What to do: Recast every line of the items below as a numbered list, leaving out any blank lines.

Working data:
********

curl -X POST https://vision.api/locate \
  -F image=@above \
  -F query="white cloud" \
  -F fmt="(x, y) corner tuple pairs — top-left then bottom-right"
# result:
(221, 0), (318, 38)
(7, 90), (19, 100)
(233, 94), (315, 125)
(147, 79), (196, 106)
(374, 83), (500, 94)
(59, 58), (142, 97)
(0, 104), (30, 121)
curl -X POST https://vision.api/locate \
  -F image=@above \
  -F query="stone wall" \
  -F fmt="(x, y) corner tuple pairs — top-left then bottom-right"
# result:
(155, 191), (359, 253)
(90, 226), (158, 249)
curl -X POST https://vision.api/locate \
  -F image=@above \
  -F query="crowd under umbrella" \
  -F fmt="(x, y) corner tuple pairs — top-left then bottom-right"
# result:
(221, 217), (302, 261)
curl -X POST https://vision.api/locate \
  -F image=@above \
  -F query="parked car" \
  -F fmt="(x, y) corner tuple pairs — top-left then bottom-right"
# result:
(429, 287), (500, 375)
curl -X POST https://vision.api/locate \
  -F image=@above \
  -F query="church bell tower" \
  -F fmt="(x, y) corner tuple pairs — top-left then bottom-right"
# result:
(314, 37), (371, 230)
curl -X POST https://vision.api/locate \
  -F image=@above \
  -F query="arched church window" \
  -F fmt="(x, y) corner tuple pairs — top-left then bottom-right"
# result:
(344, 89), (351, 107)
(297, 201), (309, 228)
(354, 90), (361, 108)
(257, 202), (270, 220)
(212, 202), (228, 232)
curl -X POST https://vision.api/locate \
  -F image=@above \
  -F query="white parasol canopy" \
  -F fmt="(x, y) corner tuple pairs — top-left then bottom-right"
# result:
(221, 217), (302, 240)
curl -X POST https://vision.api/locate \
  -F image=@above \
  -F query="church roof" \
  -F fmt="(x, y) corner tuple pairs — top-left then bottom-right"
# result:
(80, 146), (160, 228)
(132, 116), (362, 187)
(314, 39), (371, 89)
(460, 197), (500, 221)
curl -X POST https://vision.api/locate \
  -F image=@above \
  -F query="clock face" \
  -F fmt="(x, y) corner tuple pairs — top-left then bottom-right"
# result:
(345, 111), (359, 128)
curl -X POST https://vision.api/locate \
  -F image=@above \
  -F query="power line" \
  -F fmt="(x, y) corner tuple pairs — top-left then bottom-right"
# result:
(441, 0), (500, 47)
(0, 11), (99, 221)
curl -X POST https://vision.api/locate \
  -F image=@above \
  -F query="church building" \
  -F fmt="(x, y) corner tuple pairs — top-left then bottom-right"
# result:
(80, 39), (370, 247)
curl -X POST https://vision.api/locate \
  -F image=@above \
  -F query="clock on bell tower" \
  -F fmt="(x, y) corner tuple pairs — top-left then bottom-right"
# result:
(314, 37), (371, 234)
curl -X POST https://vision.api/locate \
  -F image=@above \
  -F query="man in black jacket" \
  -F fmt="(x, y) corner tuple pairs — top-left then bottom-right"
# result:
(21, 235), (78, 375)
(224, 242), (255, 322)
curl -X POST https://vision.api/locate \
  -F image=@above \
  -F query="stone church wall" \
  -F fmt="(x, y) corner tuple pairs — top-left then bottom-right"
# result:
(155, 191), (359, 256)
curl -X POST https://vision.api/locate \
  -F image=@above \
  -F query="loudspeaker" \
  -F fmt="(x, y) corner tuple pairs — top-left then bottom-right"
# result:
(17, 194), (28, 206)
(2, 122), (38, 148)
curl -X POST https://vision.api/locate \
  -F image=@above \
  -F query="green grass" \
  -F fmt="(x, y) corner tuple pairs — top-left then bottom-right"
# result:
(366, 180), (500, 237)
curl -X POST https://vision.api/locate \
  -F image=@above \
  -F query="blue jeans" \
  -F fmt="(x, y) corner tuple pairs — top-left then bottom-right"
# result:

********

Output below:
1. curl -X POST https://vision.api/locate \
2.   -F image=@above \
3.   -F query="white cloud" \
4.   -F fmt="(x, y) corner tuple pairs — top-left then bottom-right"
5. # result:
6. (221, 0), (318, 38)
7. (7, 90), (19, 100)
8. (233, 94), (315, 125)
9. (147, 79), (196, 106)
10. (374, 83), (500, 94)
11. (59, 58), (142, 97)
12. (0, 104), (30, 121)
13. curl -X POST https://vision.api/locate \
14.   -F image=@above \
15.   -F query="stone wall" \
16.   -F fmt="(x, y) corner tuple pairs — top-left then bottom-right"
17. # result:
18. (155, 191), (359, 253)
19. (90, 226), (158, 249)
20. curl -X POST https://vision.api/locate \
21.   -F image=@above \
22.   -F query="crowd under umbrella" \
23.   -F fmt="(x, y) corner tuple pairs — top-left then bottom-right"
24. # result:
25. (221, 217), (302, 261)
26. curl -X POST https://vision.api/locate \
27.   -F image=@above \
28.   -F query="parked car" \
29.   -F fmt="(x, y) corner tuple pairs — top-left then bottom-right"
30. # result:
31. (429, 287), (500, 375)
32. curl -X POST https://vision.api/locate \
33.   -F image=@above \
34.   -F query="church bell tower" \
35.   -F fmt="(x, y) corner tuple pairs — top-left then bottom-right"
36. # result:
37. (314, 37), (371, 230)
38. curl -X POST https://vision.api/locate \
39.   -F image=@above \
40.   -F query="arched church window" \
41.   -F fmt="(x, y) corner tuple pairs — top-left then bottom-right"
42. # result:
43. (344, 89), (351, 107)
44. (297, 201), (309, 228)
45. (354, 90), (361, 108)
46. (257, 202), (270, 220)
47. (212, 202), (228, 232)
48. curl -X POST https://vision.api/locate \
49.   -F image=@above \
50.   -F query="white parasol canopy" \
51.   -F fmt="(x, y) corner tuple pairs — top-left then bottom-right"
52. # result:
53. (221, 217), (302, 240)
54. curl -X POST https://vision.api/locate \
55.   -F image=@above \
56.   -F query="church roof" \
57.   -F fmt="(x, y) corner tuple pairs — top-left then bottom-right"
58. # result:
59. (80, 146), (160, 228)
60. (132, 116), (362, 187)
61. (314, 39), (371, 89)
62. (460, 197), (500, 221)
63. curl -X POST https://vision.api/locate \
64.   -F image=@above \
65.   -F query="clock face" \
66.   -F fmt="(x, y) corner tuple pairs — top-left then bottom-right"
67. # result:
68. (345, 111), (359, 128)
69. curl -X POST https://vision.api/locate \
70.   -F image=@above \
71.   -F query="power line" \
72.   -F fmt="(x, y) corner tuple pairs — top-left then bottom-right"
73. # result:
74. (441, 0), (500, 47)
75. (0, 11), (99, 221)
76. curl -X POST https://vision.api/locate \
77.   -F image=@above \
78.   -F query="church building" \
79.   -F fmt="(x, y) corner tuple pairs — top-left then bottom-right"
80. # result:
81. (80, 39), (370, 247)
82. curl -X POST https://vision.api/locate \
83.   -F image=@above \
84.   -F query="clock on bell tower" \
85.   -F fmt="(x, y) corner tuple pairs — top-left then bottom-right"
86. # result:
87. (314, 37), (371, 234)
88. curl -X POST https://vision.api/locate \
89.   -F image=@above \
90.   -F query="man in black jacket" \
91.   -F fmt="(x, y) corner tuple pairs — top-left then bottom-right"
92. # result:
93. (21, 235), (78, 375)
94. (224, 242), (255, 322)
95. curl -X POST https://vision.api/locate \
96.   -F image=@above \
97.   -F query="stone church wall" \
98.   -F fmt="(x, y) corner tuple pairs — top-left then bottom-right"
99. # result:
100. (155, 191), (359, 256)
101. curl -X POST https://vision.api/locate \
102.   -F image=@above \
103.   -F query="loudspeaker" \
104.   -F fmt="(x, y) corner tuple pairs — top-left then bottom-right"
105. # result:
106. (17, 194), (28, 206)
107. (2, 122), (38, 148)
108. curl -X POST https://vision.api/locate \
109.   -F image=@above \
110.   -F query="green grass" \
111.   -F fmt="(x, y) corner tuple pairs — top-left then bottom-right"
112. # result:
113. (366, 180), (500, 237)
114. curl -X POST https://vision.api/locate \
115.   -F image=@above \
116.   -F query="blue jeans" \
117.   -F fmt="(x, y) corner tuple pairs — top-left then bottom-right"
118. # result:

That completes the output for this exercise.